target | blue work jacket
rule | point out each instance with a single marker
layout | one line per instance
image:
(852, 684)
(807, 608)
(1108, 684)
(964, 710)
-------
- **TASK DIRECTIONS**
Write out all of the records above exactly as they appear.

- **ANSWER SECTION**
target | blue work jacket
rule | point out each instance with a single marker
layout | one line per instance
image:
(852, 684)
(807, 608)
(1108, 684)
(964, 710)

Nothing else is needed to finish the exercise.